Your task - From the Larchmont excerpt, extract the passage word for word, beginning at the words "Vanderburgh Park –" and stopping after "New York City.".

Additionally, Saints John and Paul School is a co-educational, Roman Catholic school for grades K–8 which opened its doors in 1952. It is the parish school of Saints John and Paul Church.

Parks and recreation
Flint Park – offers a variety of sports facilities, including tennis and paddle tennis, three baseball fields, soccer fields, basketball courts, a picnic area, and a playground.
 Hommocks Park – features a pool, soccer field, baseball fields, and an ice rink where the New York Raptors play. They host an annual Thanksgiving tournament for some Special Hockey International teams. The Raptors are a special needs hockey team that formed in 1996. This is one of the home arenas the Raptors play at. They also play at Westchester Skating Academy. The rink is also home to the Mamaroneck High School hockey team and the Mamaroneck Tigers Youth Hockey Team. The rink is not only used for ice purposes, but other non ice purposes as well.
Lorenzen Park – home to village Little League and Soccer League fields.
Manor Park – situated along Long Island Sound, with walking paths and views of the water. The park is open to the public but is privately owned by the Larchmont Manor Park Society (which also maintains a beach within the park).
Pine Brook Park – a play area for young children, along with a ballfield.
Vanderburgh Park – also known as "Turtle Park", a play area for small children and toddlers.
Willow/Woodbine Park – an opportunity for observing nature along the Premium River (includes basketball courts, soccer field, and a play area for both toddlers and young children).

In popular culture

 The Book of Skulls by Robert Silverberg names Larchmont as an example of the sort of towns where affluent youths come from on a Saturday night to belittle one of the book's protagonists who lives in New York City.
 Mad Men: At 16 minutes, 6 seconds into Season 2, episode 8, Crab Colson comments to Roger Sterling et al. on how lovely it is to travel by taking a "sloop from his folks' place in Old Lyme all the way down to Larchmont for race week."

Collected data entries
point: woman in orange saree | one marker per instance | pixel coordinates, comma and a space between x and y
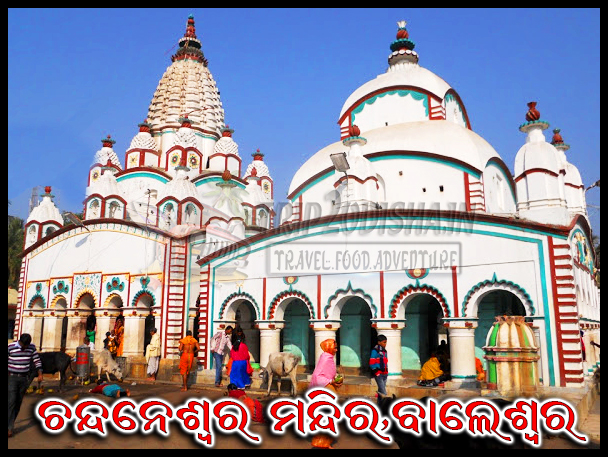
324, 375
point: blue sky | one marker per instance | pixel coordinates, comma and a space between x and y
77, 75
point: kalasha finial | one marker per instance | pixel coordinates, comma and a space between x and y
144, 126
108, 142
190, 29
189, 45
533, 114
185, 121
558, 141
257, 155
402, 33
557, 138
402, 48
227, 131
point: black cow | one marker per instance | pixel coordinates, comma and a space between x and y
455, 441
53, 362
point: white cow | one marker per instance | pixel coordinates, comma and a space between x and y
104, 361
281, 364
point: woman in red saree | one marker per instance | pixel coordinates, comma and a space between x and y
324, 375
119, 331
240, 369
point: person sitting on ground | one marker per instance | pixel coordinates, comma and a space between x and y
110, 390
431, 374
255, 407
188, 350
481, 374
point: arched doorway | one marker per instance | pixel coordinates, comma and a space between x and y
297, 337
37, 330
144, 303
245, 317
492, 304
423, 332
356, 337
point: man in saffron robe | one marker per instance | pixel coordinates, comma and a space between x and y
431, 374
188, 348
324, 375
240, 369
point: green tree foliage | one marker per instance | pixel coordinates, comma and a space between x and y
596, 245
15, 248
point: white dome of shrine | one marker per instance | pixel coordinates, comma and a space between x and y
46, 211
187, 85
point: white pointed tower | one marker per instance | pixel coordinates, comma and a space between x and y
258, 205
187, 90
574, 188
43, 220
539, 175
358, 186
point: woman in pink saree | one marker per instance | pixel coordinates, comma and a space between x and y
324, 375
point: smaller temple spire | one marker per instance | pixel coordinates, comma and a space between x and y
402, 47
534, 122
185, 122
108, 142
189, 45
558, 141
257, 155
144, 126
227, 131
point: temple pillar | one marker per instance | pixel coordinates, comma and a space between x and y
392, 331
51, 339
76, 331
462, 351
135, 325
270, 340
323, 331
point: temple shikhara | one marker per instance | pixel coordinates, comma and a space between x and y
410, 225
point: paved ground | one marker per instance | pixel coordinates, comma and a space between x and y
30, 435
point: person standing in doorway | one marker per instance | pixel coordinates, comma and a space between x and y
378, 363
119, 332
21, 354
326, 375
219, 342
153, 354
188, 348
240, 370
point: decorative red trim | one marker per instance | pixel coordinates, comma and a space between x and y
386, 154
162, 173
382, 295
455, 290
467, 192
536, 170
348, 112
319, 296
559, 333
263, 297
360, 181
572, 185
177, 126
382, 214
464, 110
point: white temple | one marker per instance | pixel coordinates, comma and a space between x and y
409, 225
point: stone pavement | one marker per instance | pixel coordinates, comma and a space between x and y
29, 434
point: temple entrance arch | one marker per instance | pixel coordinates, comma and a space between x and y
245, 317
356, 337
297, 337
424, 332
497, 302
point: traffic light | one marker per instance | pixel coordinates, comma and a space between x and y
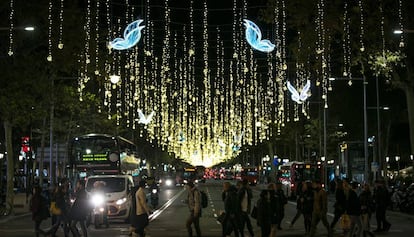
25, 144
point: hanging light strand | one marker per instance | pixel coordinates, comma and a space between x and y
50, 18
401, 24
11, 29
60, 41
362, 27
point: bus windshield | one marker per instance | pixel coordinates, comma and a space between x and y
108, 184
93, 148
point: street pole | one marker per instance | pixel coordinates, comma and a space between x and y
366, 173
379, 147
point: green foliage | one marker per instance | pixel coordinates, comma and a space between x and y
383, 63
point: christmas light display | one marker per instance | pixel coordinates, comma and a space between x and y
254, 38
132, 35
299, 98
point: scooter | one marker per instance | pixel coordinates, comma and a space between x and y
99, 215
154, 195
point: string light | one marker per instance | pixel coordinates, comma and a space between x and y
400, 17
50, 18
11, 29
362, 31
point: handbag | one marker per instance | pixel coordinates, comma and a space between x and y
253, 214
54, 209
222, 217
345, 222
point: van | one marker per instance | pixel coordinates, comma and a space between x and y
117, 193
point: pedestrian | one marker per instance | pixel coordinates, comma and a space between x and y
62, 211
245, 196
80, 210
194, 205
367, 207
299, 202
264, 213
339, 206
320, 208
307, 209
282, 201
353, 209
275, 206
133, 209
39, 209
142, 212
382, 199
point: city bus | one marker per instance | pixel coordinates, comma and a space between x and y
98, 154
250, 174
108, 160
292, 174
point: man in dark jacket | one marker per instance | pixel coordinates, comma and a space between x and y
381, 197
39, 209
80, 209
245, 197
353, 209
233, 212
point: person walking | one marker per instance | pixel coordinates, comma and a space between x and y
299, 202
39, 209
142, 211
353, 209
381, 198
132, 212
233, 212
264, 213
62, 217
282, 201
194, 205
367, 207
79, 210
340, 200
320, 208
275, 207
307, 209
245, 196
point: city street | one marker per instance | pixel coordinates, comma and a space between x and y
169, 219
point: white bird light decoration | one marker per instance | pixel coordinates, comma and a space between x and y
132, 35
299, 98
145, 119
254, 38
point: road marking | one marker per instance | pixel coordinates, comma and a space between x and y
158, 212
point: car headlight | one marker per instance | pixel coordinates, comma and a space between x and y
120, 201
168, 182
98, 199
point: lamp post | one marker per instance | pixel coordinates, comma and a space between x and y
364, 84
397, 158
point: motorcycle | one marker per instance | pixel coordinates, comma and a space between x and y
99, 214
154, 195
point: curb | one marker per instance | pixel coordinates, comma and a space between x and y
5, 219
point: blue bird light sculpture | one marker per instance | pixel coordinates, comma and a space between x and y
299, 98
254, 38
132, 35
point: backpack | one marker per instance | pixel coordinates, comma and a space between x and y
204, 199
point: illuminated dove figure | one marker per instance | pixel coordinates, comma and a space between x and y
254, 38
299, 98
145, 119
132, 34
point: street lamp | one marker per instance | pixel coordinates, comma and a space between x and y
397, 158
364, 83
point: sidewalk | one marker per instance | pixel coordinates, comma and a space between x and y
21, 208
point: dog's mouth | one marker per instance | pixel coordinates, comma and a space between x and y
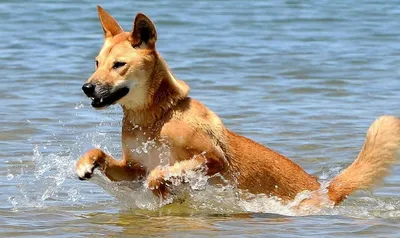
103, 101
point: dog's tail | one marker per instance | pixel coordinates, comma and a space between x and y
373, 162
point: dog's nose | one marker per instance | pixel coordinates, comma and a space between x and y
88, 89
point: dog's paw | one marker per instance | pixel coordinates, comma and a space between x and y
87, 163
157, 183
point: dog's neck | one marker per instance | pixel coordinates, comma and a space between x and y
165, 92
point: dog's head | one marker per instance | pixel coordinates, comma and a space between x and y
124, 64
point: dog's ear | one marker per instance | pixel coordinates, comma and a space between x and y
144, 32
110, 25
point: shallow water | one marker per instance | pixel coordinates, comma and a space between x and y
304, 78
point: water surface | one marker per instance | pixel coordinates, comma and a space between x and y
305, 78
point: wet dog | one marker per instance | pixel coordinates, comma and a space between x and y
157, 108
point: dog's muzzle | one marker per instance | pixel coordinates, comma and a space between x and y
103, 96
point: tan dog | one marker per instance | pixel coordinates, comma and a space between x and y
157, 110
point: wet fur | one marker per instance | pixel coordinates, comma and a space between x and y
159, 109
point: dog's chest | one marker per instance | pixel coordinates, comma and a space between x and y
150, 152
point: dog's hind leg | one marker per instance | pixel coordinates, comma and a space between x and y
115, 170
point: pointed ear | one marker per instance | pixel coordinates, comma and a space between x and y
109, 24
143, 32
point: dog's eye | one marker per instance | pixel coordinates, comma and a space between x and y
118, 65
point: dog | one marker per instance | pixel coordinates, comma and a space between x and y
157, 109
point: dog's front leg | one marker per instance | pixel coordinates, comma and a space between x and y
161, 179
115, 170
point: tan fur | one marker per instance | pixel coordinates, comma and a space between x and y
194, 140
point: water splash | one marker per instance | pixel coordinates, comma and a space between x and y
53, 181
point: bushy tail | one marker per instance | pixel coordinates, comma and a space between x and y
373, 162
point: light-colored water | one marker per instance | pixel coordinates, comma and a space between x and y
303, 77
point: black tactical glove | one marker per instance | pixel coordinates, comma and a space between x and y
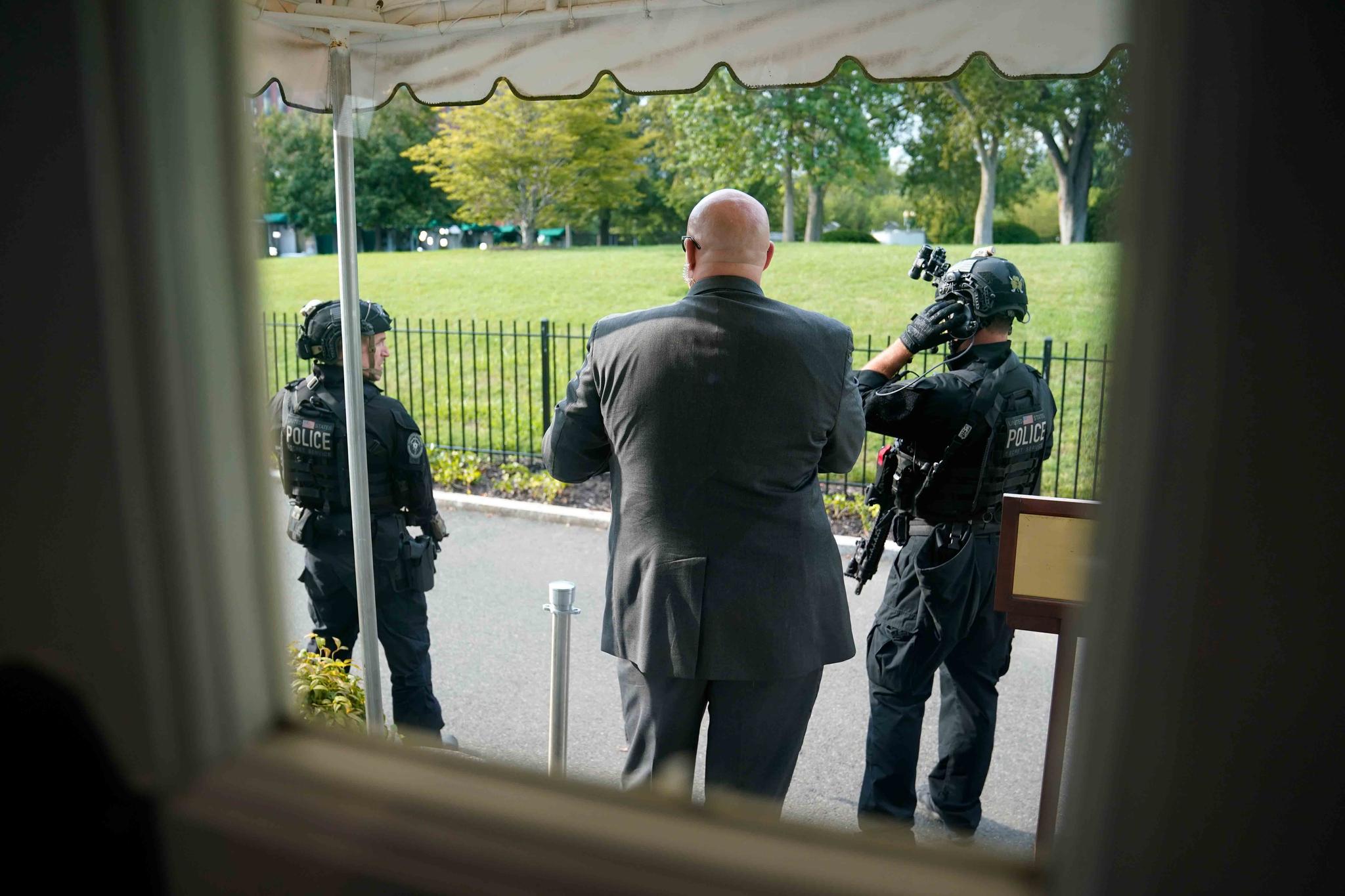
931, 327
435, 528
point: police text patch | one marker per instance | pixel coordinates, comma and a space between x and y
1026, 433
309, 437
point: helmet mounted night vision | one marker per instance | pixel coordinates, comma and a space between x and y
319, 339
986, 285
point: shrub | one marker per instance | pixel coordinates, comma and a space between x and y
456, 469
847, 236
518, 481
1103, 217
849, 508
1011, 232
326, 688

Expected answer -
Vanderburgh Park – also known as "Turtle Park", a play area for small children and toddlers.
Willow/Woodbine Park – an opportunity for observing nature along the Premium River (includes basketball courts, soccer field, and a play area for both toddlers and young children).

In popular culture

 The Book of Skulls by Robert Silverberg names Larchmont as an example of the sort of towns where affluent youths come from on a Saturday night to belittle one of the book's protagonists who lives in New York City.